Work instruction - Among the entries below, find the lines with "painted" and copy them.

Entries taken from a collection:
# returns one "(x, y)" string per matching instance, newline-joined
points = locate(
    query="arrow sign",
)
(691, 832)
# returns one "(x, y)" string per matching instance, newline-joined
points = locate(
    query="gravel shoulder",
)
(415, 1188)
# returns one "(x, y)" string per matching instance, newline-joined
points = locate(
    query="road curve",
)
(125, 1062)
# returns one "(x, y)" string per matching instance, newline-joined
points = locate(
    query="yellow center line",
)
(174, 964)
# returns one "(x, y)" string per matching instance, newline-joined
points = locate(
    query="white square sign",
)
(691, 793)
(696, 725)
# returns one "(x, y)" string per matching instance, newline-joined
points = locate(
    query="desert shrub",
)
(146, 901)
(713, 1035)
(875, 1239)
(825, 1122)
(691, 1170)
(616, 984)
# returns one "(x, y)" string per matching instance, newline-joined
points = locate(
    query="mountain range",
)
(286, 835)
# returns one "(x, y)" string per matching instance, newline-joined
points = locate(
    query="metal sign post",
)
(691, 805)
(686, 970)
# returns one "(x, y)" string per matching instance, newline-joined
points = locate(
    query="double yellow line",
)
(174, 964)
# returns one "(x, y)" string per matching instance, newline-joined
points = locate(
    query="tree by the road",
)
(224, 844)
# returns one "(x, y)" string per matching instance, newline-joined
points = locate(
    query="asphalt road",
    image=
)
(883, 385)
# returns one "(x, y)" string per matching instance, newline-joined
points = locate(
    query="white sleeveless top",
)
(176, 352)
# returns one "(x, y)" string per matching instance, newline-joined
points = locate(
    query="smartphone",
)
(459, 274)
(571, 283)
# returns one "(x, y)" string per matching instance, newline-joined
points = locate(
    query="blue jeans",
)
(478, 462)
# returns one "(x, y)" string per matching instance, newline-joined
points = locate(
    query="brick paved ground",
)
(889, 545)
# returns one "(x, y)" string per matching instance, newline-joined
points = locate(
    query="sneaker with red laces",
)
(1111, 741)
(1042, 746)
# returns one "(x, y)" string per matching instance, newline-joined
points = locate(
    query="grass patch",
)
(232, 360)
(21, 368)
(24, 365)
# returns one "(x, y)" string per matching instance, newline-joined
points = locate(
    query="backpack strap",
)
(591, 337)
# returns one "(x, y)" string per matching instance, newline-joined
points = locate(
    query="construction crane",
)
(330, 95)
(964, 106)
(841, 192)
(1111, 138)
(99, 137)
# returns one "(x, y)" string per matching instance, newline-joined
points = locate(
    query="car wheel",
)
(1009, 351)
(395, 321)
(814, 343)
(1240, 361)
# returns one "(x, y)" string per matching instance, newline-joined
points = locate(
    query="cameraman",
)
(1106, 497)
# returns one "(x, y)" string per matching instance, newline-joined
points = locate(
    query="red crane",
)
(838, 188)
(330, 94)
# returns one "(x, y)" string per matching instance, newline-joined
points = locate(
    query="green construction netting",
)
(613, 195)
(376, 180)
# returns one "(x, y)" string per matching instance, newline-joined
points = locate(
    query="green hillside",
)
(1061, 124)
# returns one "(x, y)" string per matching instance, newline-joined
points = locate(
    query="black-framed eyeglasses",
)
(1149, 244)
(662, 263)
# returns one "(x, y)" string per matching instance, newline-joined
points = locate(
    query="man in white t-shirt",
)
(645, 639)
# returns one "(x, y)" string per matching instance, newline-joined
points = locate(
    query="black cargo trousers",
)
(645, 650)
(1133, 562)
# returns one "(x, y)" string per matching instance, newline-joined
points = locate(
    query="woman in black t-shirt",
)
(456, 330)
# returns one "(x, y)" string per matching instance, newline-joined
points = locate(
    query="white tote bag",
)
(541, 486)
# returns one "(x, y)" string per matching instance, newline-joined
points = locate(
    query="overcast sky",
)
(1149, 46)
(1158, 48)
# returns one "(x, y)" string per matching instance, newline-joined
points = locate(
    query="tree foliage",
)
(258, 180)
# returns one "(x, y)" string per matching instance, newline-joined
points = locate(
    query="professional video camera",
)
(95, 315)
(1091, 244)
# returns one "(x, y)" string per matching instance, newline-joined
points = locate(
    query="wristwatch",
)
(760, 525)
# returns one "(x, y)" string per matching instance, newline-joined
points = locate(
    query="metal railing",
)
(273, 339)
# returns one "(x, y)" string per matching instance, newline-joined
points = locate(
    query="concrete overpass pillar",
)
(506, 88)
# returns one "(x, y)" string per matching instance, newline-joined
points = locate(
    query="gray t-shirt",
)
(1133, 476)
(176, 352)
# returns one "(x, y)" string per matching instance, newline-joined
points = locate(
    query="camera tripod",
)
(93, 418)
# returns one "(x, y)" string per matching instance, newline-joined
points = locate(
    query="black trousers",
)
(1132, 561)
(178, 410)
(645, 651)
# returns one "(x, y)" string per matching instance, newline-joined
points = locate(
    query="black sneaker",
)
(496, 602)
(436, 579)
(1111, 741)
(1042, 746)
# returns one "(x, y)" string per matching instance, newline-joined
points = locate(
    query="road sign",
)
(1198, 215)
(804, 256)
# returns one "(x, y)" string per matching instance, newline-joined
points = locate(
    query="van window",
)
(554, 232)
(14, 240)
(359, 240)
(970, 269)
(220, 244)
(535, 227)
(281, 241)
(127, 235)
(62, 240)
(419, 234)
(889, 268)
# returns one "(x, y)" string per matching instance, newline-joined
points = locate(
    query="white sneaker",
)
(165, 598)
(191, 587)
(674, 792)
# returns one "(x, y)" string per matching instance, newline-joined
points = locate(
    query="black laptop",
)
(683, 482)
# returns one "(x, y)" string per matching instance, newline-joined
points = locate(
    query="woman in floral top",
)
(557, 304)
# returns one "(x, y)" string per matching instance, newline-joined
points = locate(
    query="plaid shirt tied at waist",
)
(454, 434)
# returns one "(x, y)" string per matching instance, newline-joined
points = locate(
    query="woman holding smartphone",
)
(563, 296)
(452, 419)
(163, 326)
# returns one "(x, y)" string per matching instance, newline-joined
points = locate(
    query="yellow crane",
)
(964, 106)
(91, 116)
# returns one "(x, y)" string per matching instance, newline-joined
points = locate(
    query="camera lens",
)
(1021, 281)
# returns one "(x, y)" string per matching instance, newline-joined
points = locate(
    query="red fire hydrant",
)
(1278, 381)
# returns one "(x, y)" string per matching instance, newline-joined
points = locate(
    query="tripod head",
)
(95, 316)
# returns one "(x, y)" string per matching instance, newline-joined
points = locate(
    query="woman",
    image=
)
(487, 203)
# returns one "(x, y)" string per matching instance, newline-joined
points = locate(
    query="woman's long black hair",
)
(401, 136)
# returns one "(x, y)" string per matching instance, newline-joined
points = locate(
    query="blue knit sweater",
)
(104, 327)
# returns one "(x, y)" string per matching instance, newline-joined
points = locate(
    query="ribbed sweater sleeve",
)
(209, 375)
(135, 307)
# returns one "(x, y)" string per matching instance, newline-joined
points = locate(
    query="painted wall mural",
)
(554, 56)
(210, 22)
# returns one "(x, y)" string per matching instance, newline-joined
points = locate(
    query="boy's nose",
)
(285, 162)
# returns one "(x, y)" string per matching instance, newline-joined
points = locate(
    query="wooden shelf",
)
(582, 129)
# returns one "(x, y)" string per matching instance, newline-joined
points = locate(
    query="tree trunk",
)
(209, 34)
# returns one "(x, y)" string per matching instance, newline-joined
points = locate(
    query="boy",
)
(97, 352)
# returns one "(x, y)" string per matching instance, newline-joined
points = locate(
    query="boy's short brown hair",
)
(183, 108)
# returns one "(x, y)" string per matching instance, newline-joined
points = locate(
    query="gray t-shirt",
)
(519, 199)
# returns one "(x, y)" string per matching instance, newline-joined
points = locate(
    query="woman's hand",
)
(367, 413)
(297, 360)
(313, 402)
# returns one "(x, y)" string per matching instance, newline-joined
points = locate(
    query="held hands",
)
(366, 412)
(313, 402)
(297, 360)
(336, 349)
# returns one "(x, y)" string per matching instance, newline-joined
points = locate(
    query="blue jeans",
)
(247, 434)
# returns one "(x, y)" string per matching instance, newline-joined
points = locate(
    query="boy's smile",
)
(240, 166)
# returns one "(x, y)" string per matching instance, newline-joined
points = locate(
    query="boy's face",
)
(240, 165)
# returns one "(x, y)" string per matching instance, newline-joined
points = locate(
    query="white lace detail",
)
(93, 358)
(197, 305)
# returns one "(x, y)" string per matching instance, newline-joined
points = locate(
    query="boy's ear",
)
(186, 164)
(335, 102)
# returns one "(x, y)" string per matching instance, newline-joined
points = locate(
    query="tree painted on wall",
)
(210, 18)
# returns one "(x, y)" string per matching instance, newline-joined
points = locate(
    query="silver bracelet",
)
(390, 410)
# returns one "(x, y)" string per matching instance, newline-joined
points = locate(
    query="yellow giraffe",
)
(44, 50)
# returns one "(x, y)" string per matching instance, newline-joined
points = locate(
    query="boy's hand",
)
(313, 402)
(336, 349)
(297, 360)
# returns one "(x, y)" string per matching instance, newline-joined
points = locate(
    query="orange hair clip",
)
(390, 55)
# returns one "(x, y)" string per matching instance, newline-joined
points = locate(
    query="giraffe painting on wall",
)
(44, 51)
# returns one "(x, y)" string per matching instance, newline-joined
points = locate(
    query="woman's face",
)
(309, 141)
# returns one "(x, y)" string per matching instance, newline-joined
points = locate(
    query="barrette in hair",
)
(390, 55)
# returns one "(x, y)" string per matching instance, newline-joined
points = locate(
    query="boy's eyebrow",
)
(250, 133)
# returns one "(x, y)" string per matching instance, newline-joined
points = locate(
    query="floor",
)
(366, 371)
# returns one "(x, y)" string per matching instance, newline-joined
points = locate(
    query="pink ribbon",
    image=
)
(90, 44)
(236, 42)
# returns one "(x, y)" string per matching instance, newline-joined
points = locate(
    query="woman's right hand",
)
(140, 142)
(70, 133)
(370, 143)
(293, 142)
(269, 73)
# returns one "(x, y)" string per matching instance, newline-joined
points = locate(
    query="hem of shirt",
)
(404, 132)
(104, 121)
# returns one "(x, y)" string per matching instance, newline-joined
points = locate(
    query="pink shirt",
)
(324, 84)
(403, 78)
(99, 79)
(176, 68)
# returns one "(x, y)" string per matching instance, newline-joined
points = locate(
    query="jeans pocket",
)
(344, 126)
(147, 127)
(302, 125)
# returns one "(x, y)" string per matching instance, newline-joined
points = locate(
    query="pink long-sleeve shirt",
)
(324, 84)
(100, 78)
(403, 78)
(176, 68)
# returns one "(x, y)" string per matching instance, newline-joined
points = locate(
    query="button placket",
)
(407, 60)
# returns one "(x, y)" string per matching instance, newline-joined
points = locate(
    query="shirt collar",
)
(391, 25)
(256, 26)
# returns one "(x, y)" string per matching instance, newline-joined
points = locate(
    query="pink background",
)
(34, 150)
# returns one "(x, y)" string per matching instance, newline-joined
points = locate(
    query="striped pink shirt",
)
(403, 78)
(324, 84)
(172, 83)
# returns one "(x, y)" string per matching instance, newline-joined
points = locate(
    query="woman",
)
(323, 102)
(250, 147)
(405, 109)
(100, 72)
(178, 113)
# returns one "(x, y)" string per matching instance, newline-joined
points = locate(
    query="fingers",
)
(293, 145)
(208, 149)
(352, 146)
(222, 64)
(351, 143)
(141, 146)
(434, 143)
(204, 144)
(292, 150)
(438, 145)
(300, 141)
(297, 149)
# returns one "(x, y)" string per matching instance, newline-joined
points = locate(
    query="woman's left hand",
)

Task result -
    query="painted wall mural",
    query="tree painted on wall",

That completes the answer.